Information supplied:
········
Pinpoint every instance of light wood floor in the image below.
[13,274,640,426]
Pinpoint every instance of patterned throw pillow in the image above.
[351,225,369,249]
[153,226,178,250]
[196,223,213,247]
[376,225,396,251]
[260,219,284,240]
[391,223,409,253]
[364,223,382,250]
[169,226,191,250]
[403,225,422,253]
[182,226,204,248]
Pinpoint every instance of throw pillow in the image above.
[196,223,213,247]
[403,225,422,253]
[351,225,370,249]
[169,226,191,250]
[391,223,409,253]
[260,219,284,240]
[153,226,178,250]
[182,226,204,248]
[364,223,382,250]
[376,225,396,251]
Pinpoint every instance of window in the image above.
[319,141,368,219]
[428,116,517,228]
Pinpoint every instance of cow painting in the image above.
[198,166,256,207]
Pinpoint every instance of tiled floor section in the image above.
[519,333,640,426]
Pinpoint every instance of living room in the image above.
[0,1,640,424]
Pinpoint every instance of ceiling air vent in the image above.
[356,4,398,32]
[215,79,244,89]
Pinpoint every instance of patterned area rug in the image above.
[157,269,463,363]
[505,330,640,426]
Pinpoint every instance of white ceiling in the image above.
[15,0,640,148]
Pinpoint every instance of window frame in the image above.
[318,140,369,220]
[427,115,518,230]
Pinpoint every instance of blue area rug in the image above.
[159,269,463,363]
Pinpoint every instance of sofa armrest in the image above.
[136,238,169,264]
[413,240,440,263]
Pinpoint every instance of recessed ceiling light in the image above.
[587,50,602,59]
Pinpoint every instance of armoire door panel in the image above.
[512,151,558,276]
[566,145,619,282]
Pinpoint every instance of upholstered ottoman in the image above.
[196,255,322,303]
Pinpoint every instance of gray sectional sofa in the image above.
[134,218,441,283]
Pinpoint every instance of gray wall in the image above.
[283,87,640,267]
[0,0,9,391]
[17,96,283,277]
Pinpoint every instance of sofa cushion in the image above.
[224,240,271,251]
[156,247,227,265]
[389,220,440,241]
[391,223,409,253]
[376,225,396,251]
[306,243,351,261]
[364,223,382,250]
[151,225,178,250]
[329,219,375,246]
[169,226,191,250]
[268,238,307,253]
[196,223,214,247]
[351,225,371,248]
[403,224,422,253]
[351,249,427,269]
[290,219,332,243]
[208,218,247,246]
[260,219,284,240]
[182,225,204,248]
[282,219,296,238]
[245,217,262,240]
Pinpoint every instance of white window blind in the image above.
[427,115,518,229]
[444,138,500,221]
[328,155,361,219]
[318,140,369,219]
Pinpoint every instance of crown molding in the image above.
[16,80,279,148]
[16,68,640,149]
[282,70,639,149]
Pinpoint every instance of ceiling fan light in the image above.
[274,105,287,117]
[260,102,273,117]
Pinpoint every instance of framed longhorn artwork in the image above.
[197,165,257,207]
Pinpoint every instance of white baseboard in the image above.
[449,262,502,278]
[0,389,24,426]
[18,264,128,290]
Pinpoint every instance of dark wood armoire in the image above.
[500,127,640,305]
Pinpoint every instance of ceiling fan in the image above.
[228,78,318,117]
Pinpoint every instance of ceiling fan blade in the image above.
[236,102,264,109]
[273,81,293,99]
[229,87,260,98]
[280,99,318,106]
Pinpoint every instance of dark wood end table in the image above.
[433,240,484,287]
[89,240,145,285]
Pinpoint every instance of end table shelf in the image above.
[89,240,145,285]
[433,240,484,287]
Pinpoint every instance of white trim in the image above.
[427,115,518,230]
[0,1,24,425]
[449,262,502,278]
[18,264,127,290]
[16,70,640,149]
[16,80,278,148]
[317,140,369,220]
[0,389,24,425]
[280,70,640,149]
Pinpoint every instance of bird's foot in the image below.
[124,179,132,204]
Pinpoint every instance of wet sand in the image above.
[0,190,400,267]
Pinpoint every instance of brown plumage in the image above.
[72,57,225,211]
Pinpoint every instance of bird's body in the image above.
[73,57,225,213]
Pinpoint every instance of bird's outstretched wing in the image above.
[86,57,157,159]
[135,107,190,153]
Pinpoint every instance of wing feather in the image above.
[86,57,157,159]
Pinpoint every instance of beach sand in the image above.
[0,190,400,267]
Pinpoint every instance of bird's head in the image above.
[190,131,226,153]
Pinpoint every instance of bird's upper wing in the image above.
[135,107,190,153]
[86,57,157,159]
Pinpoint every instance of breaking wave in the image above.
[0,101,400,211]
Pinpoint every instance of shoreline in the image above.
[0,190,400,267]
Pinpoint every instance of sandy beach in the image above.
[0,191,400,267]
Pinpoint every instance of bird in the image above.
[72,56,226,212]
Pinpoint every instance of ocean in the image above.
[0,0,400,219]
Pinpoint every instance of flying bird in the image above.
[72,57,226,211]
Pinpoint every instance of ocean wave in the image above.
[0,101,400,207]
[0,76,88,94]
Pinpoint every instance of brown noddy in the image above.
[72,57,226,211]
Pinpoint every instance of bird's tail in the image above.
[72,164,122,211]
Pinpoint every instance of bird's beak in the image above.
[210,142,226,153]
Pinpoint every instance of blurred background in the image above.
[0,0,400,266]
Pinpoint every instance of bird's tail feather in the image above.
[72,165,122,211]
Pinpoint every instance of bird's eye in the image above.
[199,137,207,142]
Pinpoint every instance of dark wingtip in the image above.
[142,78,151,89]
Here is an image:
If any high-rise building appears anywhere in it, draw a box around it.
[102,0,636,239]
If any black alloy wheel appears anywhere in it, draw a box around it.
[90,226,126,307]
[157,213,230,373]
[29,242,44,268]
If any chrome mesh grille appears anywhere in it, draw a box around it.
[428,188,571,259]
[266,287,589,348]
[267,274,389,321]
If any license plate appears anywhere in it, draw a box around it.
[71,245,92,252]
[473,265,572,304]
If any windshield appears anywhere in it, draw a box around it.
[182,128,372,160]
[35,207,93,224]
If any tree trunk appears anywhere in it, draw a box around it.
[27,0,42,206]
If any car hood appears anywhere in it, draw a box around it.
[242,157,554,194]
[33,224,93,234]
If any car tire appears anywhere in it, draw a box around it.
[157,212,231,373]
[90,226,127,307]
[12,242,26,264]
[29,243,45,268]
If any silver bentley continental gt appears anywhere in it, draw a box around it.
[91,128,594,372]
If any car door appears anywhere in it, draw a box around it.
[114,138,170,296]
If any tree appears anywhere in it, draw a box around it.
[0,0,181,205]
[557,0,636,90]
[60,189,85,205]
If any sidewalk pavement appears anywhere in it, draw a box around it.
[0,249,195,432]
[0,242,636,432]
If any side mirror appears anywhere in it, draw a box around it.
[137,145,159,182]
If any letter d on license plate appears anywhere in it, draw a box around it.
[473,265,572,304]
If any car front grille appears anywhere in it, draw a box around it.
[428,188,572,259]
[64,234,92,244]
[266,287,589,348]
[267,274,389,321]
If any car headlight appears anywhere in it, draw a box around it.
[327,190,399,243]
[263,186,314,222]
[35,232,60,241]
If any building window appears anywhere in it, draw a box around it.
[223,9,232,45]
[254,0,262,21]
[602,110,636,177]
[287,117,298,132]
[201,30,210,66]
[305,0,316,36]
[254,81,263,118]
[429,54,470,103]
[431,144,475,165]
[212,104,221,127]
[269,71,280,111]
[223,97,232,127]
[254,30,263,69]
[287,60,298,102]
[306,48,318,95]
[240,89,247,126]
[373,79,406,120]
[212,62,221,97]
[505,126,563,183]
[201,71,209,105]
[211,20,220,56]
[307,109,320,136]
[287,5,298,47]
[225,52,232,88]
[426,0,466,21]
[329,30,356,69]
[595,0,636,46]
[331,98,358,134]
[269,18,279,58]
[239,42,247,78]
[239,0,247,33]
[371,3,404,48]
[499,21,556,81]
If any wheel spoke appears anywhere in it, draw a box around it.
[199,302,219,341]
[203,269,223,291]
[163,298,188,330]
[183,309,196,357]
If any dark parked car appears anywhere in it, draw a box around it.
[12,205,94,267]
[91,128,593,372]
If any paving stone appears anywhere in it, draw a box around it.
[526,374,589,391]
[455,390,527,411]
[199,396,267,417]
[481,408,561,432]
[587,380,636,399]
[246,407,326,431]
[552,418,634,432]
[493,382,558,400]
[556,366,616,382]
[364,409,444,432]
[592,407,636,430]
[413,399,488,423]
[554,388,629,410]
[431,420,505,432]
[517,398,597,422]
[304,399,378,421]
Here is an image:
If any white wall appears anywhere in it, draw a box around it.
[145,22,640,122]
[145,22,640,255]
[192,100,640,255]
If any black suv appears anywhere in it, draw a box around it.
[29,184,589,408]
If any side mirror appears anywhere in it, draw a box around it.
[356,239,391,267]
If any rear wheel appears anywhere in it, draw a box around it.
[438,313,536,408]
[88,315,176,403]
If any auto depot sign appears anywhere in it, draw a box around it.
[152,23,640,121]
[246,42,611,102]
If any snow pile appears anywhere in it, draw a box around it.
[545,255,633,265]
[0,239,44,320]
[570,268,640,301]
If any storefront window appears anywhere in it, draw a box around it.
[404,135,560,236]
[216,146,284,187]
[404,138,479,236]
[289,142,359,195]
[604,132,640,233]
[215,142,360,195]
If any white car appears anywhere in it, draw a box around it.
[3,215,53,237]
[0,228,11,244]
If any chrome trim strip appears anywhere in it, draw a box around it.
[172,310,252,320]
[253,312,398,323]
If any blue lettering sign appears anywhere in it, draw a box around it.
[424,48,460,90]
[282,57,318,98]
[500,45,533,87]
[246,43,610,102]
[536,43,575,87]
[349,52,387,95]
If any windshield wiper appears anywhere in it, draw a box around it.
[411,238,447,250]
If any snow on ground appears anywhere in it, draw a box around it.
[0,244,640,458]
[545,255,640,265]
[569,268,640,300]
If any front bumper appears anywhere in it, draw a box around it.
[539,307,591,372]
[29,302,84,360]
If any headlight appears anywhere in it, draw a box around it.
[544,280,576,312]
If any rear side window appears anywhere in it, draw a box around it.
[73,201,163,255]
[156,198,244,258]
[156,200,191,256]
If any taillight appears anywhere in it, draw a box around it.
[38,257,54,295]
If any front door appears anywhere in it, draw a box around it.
········
Stated exercise:
Return each line of the entries above that contains the word "door", copied without changes.

The completed task:
Pinpoint every instance of armoire door panel in the image above.
If any car door appears anywhere in it, draw a box around it.
If any front door appears anywhere in it, draw a box around it.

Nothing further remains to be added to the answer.